**Passage shown**
I have always been interested in doing projects that are going to make a difference to Jamaica. I want Jamaica to develop, I am tired of us being called 'developing'.
I want to be a part of getting there.
What was the last book you read?
The Devil To Pay by Robin Moore. The book was given to my father Wills Isaacs by the author. He gave it to him in recognition of a project that he was working on at Blue Hole in the 1960s. My sister Joan Panton just gave me the book and I'm actually not only reading it because of the content, but to be closer to my father.
Your husband Phillip Gore is a noted local developer. What architectural structures in the island are you most impressed by?
I like buildings that have been renovated. I like when people acknowledge rather than build. Building new is easy, but I like when people restore things that have been run-down. I'm not that hung up on design and the rules; I'm more about how it makes you feel. I'm particularly proud of my husband's recent restoration of the Florence Hall Great House in Trelawny as part of a recent affordable housing development, Florence Hall Village, that he completed there.

**Work to complete**
1. In the interview, what did Phillip Gore recently restore?
2. Retype the interview from "The Devil To" up to and including "most impressed by?".

**Excerpted data**

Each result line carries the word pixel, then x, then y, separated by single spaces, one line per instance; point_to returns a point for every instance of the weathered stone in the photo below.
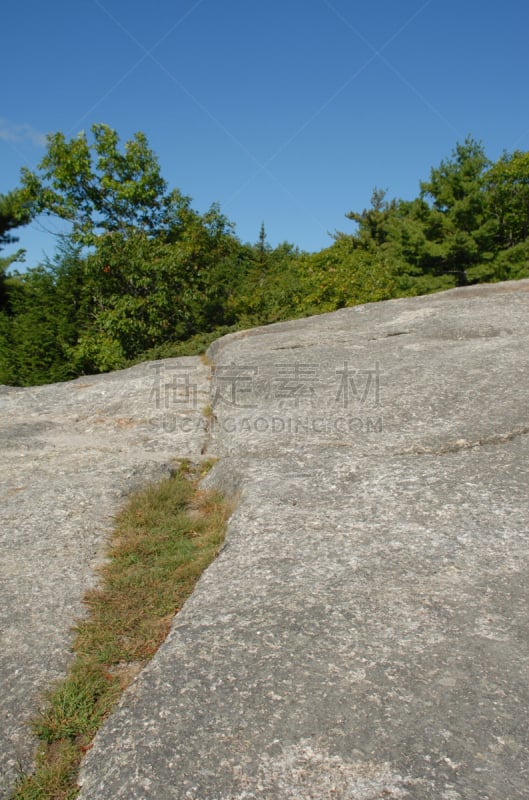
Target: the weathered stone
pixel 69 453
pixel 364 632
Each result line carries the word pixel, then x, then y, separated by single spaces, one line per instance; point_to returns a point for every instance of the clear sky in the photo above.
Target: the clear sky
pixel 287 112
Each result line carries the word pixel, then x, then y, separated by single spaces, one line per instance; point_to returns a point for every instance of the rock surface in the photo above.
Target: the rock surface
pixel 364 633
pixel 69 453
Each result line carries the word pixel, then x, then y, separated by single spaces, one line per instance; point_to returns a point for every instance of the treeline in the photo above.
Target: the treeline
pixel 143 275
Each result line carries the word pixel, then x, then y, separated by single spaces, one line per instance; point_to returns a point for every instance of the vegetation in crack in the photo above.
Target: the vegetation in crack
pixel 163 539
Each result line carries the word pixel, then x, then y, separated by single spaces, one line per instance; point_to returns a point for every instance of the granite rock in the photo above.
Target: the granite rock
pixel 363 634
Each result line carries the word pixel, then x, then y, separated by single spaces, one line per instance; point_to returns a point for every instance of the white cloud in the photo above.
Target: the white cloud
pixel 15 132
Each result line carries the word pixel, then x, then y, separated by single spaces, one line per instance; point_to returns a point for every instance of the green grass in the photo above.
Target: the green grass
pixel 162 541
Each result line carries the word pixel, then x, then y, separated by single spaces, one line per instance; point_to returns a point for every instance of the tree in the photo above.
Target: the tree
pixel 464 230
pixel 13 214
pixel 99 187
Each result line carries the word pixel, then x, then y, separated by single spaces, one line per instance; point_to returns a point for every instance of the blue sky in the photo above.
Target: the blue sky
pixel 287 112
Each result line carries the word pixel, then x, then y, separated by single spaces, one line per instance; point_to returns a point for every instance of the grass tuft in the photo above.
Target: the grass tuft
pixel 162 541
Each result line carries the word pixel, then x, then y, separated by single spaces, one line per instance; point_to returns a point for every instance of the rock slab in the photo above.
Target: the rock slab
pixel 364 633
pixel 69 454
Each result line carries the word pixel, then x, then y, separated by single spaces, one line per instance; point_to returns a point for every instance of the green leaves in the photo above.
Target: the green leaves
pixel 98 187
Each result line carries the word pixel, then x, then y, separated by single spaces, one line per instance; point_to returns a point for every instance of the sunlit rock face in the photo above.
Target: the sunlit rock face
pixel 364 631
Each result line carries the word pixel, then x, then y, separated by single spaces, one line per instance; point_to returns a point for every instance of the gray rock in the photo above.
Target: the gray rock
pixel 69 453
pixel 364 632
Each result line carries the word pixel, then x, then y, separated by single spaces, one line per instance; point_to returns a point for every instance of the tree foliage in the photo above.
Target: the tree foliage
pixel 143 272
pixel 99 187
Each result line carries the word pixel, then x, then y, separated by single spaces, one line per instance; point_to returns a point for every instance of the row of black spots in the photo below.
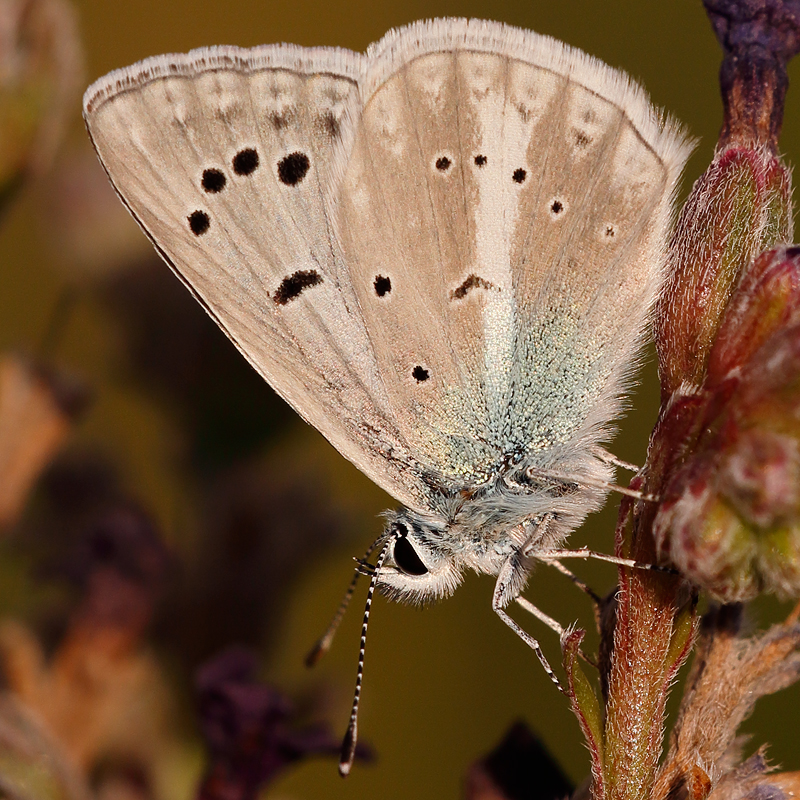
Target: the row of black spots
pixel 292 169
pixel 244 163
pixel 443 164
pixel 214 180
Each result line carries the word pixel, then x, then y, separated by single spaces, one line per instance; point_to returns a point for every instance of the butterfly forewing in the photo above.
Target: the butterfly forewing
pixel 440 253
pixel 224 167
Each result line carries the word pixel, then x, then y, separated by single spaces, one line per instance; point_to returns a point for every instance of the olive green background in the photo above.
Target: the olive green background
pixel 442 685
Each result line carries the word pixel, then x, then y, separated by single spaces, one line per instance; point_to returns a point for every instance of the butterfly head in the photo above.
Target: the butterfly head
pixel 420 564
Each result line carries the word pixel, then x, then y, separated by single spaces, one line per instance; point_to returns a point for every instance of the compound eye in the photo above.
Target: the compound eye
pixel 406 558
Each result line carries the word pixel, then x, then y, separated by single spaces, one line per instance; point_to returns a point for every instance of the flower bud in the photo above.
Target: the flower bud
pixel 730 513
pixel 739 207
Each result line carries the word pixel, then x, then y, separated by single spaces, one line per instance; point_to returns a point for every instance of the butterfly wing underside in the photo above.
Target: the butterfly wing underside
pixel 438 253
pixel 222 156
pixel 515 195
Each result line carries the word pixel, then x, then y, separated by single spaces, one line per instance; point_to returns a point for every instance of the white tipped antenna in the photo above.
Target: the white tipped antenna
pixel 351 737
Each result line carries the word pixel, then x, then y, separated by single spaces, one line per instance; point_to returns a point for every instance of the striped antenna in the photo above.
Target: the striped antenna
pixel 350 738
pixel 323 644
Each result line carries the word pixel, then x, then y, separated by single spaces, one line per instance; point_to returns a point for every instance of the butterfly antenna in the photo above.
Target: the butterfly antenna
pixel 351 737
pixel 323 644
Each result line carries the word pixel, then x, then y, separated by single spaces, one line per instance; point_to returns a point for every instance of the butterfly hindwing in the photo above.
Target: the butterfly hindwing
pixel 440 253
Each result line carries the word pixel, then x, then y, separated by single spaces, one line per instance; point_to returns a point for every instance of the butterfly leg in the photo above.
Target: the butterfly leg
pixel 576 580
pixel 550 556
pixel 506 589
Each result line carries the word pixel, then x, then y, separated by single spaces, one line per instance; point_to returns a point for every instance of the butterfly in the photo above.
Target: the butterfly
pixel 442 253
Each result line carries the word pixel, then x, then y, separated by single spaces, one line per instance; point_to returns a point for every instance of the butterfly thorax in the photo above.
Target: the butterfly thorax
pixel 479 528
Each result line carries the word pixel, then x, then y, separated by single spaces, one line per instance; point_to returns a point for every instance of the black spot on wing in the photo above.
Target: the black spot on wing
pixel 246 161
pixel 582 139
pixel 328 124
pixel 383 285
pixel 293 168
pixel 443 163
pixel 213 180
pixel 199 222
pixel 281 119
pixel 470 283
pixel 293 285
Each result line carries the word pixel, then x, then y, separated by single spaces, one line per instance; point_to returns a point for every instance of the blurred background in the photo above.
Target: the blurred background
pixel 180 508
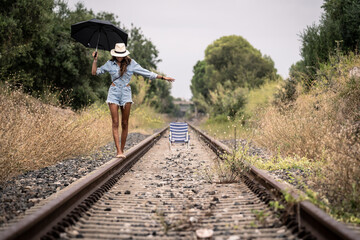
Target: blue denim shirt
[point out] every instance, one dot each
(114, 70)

**Exercise answers**
1. The Florence Hall Great House in Trelawny.

2.
The Devil To Pay by Robin Moore. The book was given to my father Wills Isaacs by the author. He gave it to him in recognition of a project that he was working on at Blue Hole in the 1960s. My sister Joan Panton just gave me the book and I'm actually not only reading it because of the content, but to be closer to my father.
Your husband Phillip Gore is a noted local developer. What architectural structures in the island are you most impressed by?